Records supplied »
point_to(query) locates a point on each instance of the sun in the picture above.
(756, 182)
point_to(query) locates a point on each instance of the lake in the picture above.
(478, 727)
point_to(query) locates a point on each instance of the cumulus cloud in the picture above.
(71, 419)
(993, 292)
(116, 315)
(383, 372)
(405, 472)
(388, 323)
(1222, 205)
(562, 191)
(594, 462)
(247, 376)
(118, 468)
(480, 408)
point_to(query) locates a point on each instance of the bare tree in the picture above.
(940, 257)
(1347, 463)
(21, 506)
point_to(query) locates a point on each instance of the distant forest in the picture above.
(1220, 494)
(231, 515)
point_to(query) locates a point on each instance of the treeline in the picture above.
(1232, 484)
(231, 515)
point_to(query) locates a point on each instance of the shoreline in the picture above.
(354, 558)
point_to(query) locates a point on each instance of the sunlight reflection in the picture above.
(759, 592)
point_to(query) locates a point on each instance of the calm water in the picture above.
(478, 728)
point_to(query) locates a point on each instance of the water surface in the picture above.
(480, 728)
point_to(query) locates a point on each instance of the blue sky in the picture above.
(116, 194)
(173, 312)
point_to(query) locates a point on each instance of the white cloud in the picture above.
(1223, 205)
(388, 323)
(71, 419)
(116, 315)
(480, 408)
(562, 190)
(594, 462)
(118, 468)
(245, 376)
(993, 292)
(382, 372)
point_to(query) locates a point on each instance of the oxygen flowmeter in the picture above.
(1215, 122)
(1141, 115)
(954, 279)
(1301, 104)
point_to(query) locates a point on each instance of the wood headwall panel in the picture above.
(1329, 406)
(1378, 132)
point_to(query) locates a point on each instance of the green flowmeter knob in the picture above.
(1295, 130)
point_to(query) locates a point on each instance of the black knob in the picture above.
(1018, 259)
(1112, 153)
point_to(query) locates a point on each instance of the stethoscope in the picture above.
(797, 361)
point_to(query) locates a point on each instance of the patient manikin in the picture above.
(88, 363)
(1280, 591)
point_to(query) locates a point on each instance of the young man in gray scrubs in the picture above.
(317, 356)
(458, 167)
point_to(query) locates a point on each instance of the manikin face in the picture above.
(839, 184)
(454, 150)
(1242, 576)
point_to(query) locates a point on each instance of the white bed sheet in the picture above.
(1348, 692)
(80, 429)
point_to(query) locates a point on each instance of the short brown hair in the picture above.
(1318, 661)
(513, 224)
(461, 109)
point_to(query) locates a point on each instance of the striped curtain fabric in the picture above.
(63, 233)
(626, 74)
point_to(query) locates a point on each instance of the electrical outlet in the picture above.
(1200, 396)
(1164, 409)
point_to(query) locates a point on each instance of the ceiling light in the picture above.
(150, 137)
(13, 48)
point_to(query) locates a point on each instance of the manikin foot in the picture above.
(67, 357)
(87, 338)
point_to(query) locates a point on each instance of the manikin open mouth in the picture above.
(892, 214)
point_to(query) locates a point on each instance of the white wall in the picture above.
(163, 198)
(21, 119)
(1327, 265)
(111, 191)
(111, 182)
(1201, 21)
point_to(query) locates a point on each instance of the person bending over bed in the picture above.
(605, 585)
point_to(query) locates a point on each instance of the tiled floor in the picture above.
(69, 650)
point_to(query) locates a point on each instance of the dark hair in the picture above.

The task »
Reproduce every entry above without a single alteration.

Written answer »
point_to(query) locates a point on each instance of the sun in the picture above.
(756, 182)
point_to(query) locates a point on each instance of the lake in the picture above.
(478, 727)
point_to(query) locates a point on each instance of the cumulus cloud in the picture above.
(71, 419)
(993, 292)
(116, 315)
(383, 372)
(405, 472)
(388, 323)
(1222, 205)
(562, 191)
(594, 462)
(247, 376)
(118, 468)
(480, 408)
point_to(query) locates a point on each instance of the bare tree in the picture above.
(940, 257)
(1347, 463)
(21, 506)
point_to(query) locates a point on each instance of the distant forest in the picture above.
(1220, 494)
(231, 515)
point_to(query) locates a point on each instance of the treeline in the picture above.
(1232, 484)
(231, 515)
point_to(query) locates a point on each instance of the shoreline in the picture above.
(354, 558)
point_to(query) locates a point on each instance of the sunlight reflection in the picture above.
(759, 592)
point_to(query) locates a point on each instance of the calm water in the picture above.
(478, 728)
point_to(query) locates a point on each instance of the water surface in the picture above.
(480, 728)
point_to(query) locates a point on each instance of the blue sky in the picture above.
(116, 194)
(173, 312)
point_to(query) locates a point on each instance of the white cloud in the picture above.
(1223, 205)
(388, 323)
(71, 419)
(116, 315)
(480, 408)
(562, 190)
(594, 462)
(118, 468)
(245, 376)
(993, 292)
(382, 372)
point_to(query) locates a point on each instance of the oxygen flowmeter in the picture above.
(1215, 122)
(1141, 115)
(954, 279)
(1301, 104)
point_to(query) locates a point on each instance of the wood headwall panel in the picture above.
(1329, 406)
(1378, 132)
point_to(query) locates a point on each instance of the green flowmeter knob in the picture above.
(1295, 130)
point_to(query) locates a point on each instance of the black knob in the picture above.
(1018, 259)
(1112, 153)
point_to(query) locates a point on each instance of the stethoscope in the picture above.
(797, 361)
point_to(query) locates a point on each instance of the patient manikin in the picture above.
(88, 363)
(1280, 591)
point_to(query) locates a point on each instance of the young man in gray scrubs in the picture above.
(317, 356)
(458, 167)
point_to(query) locates a point on each instance of the manikin face in the picture above.
(839, 184)
(454, 150)
(1242, 576)
point_to(query) locates a point on each instance of the white bed sheet in the picture above.
(1348, 692)
(80, 429)
point_to(query) locates a point on each instance of the short brown hair in the picture above.
(1318, 661)
(513, 224)
(461, 109)
point_to(query) locates a point on each instance of the striped curtain fabric in the picture above.
(63, 233)
(626, 74)
point_to(query) locates a point on each instance of the electrical outlet in the picture above.
(1200, 396)
(1164, 409)
point_to(query) locates a point on each instance of the ceiling light in the picture above.
(150, 137)
(13, 48)
point_to(query) locates a point on each instance of the manikin foot in the picture above.
(67, 357)
(87, 338)
point_to(query) locates a point on each instance of the manikin open mouth in the picture above.
(892, 214)
point_to(query) locates a point on each instance of the white wall in the picture above.
(163, 198)
(21, 119)
(1327, 265)
(111, 191)
(111, 182)
(1201, 21)
point_to(query) locates a point on each instance of the person bending over bed in the picture above.
(605, 585)
point_to(query) locates a point on each instance of the tiled floor in the picture above.
(69, 650)
point_to(query) locates a point on each instance of the dark hair in the picture above.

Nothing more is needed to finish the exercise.